For every line in the material, output its text exactly and exclude any image it holds.

◆ ◆ ◆ ◆ ◆ ◆ ◆

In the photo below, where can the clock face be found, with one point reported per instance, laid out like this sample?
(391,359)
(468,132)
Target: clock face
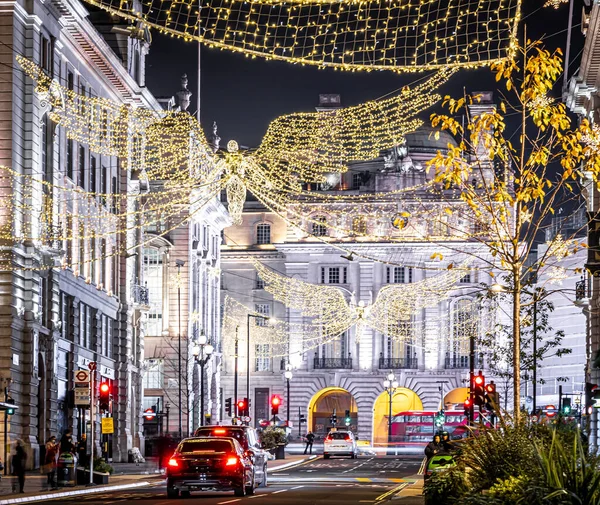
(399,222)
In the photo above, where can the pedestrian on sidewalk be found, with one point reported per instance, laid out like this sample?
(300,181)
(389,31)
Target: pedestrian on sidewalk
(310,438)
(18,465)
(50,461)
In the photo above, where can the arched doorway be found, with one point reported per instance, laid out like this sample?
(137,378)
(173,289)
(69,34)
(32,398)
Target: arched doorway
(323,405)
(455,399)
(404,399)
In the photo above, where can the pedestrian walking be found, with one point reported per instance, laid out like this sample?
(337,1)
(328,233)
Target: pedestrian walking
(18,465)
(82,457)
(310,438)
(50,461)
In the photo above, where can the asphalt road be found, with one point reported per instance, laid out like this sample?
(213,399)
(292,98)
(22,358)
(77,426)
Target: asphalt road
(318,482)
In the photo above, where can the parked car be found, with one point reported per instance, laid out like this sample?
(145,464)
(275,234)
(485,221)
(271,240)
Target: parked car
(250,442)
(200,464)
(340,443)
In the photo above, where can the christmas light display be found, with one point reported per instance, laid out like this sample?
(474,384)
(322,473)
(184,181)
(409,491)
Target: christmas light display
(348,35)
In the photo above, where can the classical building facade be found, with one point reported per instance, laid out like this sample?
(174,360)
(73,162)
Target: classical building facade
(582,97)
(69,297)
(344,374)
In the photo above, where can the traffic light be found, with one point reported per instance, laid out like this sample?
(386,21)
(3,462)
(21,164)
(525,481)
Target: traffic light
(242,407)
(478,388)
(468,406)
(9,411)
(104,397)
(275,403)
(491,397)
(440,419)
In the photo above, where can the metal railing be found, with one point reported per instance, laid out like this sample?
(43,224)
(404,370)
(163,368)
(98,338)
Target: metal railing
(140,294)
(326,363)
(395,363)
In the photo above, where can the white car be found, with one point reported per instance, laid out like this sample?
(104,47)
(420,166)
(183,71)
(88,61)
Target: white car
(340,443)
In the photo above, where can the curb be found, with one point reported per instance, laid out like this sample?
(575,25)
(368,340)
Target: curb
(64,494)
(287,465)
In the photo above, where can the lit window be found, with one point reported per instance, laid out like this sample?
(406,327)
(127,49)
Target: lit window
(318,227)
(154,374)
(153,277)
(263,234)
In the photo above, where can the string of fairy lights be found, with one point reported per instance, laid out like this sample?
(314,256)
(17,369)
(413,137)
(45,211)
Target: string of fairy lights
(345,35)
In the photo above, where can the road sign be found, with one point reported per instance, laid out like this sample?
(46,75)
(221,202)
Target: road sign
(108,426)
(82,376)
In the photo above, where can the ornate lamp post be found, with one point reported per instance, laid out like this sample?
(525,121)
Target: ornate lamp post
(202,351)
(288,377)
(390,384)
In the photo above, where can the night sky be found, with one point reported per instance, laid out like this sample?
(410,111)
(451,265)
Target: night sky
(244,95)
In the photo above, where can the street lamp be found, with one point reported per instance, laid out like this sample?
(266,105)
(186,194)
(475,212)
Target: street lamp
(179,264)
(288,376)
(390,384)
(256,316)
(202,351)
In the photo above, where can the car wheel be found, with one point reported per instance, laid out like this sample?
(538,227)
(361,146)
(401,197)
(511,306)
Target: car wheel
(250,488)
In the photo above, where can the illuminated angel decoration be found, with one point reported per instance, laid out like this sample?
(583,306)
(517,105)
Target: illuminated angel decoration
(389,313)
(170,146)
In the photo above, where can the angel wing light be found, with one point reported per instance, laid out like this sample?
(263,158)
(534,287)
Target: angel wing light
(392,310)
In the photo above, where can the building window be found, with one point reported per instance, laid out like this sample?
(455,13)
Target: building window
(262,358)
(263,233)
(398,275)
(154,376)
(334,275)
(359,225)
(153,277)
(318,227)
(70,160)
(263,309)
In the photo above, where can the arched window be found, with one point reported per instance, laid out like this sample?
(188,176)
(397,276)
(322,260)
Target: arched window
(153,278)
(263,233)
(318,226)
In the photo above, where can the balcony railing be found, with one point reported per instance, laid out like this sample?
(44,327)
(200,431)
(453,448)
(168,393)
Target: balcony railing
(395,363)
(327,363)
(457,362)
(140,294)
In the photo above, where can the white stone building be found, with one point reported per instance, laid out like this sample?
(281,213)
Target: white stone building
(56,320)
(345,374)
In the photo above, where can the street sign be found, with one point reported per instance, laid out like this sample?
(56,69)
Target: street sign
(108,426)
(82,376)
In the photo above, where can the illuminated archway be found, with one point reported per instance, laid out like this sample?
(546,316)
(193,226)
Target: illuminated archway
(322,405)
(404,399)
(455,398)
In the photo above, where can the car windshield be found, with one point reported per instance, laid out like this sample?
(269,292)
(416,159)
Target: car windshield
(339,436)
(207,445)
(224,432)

◆ ◆ ◆ ◆ ◆ ◆ ◆

▶ [Result below]:
In the photo below, where can the clock face be found, with one point reported per instance, laid out like this sample?
(391,359)
(468,132)
Target: clock face
(399,222)
In the photo above, where can the pedestrian on sidewalk be found, with one point reported per instance, laid out like this sample?
(300,181)
(389,31)
Target: pedestrian on sidewalk
(310,438)
(18,465)
(50,461)
In the photo above, where can the arched doorway be found, with one point reported per instance, laid out like this sample?
(137,378)
(173,289)
(69,34)
(32,398)
Target: arched doorway
(323,405)
(455,399)
(404,399)
In the photo above, where can the pedestrian walking be found, with one point reported per instance, laid out like this sample?
(337,1)
(328,233)
Target: pedestrian walking
(18,465)
(82,457)
(310,438)
(50,461)
In the photo above, where can the asphalt road be found, with one point reported per instance, laid out like this sample?
(213,399)
(292,98)
(22,358)
(77,426)
Target: asphalt road
(318,482)
In the photo above, where can the parked car be found, with one point reported per instance, laid out like this sample?
(145,464)
(275,234)
(485,221)
(271,240)
Target: parked car
(250,442)
(200,464)
(340,443)
In the photo above, where can the christmas light display be found, with one point reported per instance, laid out like this sample?
(474,384)
(322,473)
(184,181)
(409,491)
Target: christmas light display
(348,35)
In the photo above, where can the classical building facade be found, with one point reported per instance, laid out like this sample?
(174,360)
(73,162)
Target: classical building facade
(582,97)
(69,297)
(344,374)
In the photo above, where can the traffic light be found, with one point reported per instance, laid out like this sample?
(386,21)
(3,462)
(21,164)
(525,481)
Target: traffic light
(242,407)
(478,388)
(468,406)
(9,411)
(104,397)
(275,403)
(491,397)
(440,419)
In the photo above, where can the metal railing be found, with one point reported per instance, laid out like this sample?
(43,224)
(404,370)
(163,368)
(98,338)
Target: metal railing
(140,294)
(326,363)
(395,363)
In the photo above, where can the white car be found, with one point reported per instance, laid out like this sample?
(104,47)
(420,166)
(183,71)
(88,61)
Target: white car
(340,443)
In the photo above, where can the curb be found, with one point reported per instance, laid out like this sample?
(575,25)
(368,340)
Target: curb
(64,494)
(287,465)
In the photo above, where can the lit window be found, with one point reported per instance, laid out like this sample?
(406,327)
(127,49)
Target: lit window
(318,227)
(154,374)
(153,277)
(263,234)
In the photo above, where can the string of fairy lights be found, with one point reported per instance, laid out like this sample?
(314,256)
(17,369)
(413,137)
(45,211)
Target: string of fairy lights
(345,35)
In the photo above, where can the road sign be found, with one point reported per instance, laid out like this sample?
(46,75)
(221,202)
Target: road sign
(108,426)
(82,376)
In the photo above, where can the ornate lamp post be found, with one point reported per instance, laid out like this sample?
(525,121)
Target: ornate lamp post
(202,351)
(288,377)
(390,384)
In the photo above, where can the night sky be found, with one point reported per instance, laid out like this sample?
(410,111)
(451,265)
Target: night sky
(244,95)
In the photo above, where can the street lamp be found, with one point reported per instance, laid out like this sample?
(266,105)
(186,194)
(475,212)
Target: street lamp
(179,264)
(288,376)
(390,384)
(256,316)
(202,351)
In the photo above, where can the car wheel be found, with one point reported per instance, laid out like this sample?
(538,227)
(361,146)
(401,197)
(511,306)
Target: car wheel
(250,488)
In the photo above, where can the illuminated angel decoration be found, with one point reported per instance, laid out like this sample?
(583,306)
(517,105)
Target: illuminated angel decoration
(389,313)
(170,146)
In the photo above, where can the angel wing light be found, with one point reported per instance, laid out like this sample?
(263,158)
(534,287)
Target: angel wing light
(392,310)
In the photo above, where can the building window be found, with one point reported per instance, laid out like this sample?
(455,13)
Target: building window
(262,358)
(263,233)
(398,275)
(154,376)
(334,275)
(359,225)
(153,277)
(318,227)
(70,160)
(263,309)
In the photo above, where can the arched window be found, with one point reported per instance, laid out like this sample?
(188,176)
(397,276)
(322,260)
Target: arched window
(153,278)
(263,233)
(318,226)
In the photo above, where can the balcony railing be found, with one point reported per instance, laid out like this sample?
(44,327)
(200,431)
(453,448)
(168,393)
Target: balcony railing
(395,363)
(327,363)
(457,362)
(140,294)
In the photo above, where can the white stone building be found, with one point reported per instance, laid out like this sample?
(281,213)
Target: white stone building
(56,320)
(345,374)
In the photo above, where can the street sign be found, with one point reported per instance, laid out like this sample?
(56,69)
Target: street sign
(108,426)
(82,376)
In the photo above, where can the illuminated archway be found, with one point reported per instance, laid out like this sample?
(546,316)
(193,226)
Target: illuminated archway
(322,405)
(404,399)
(455,398)
In the photo above, where can the car windshield be found, with one point reported per instance, laid out like this sample?
(269,292)
(416,159)
Target: car windshield
(339,436)
(207,445)
(224,432)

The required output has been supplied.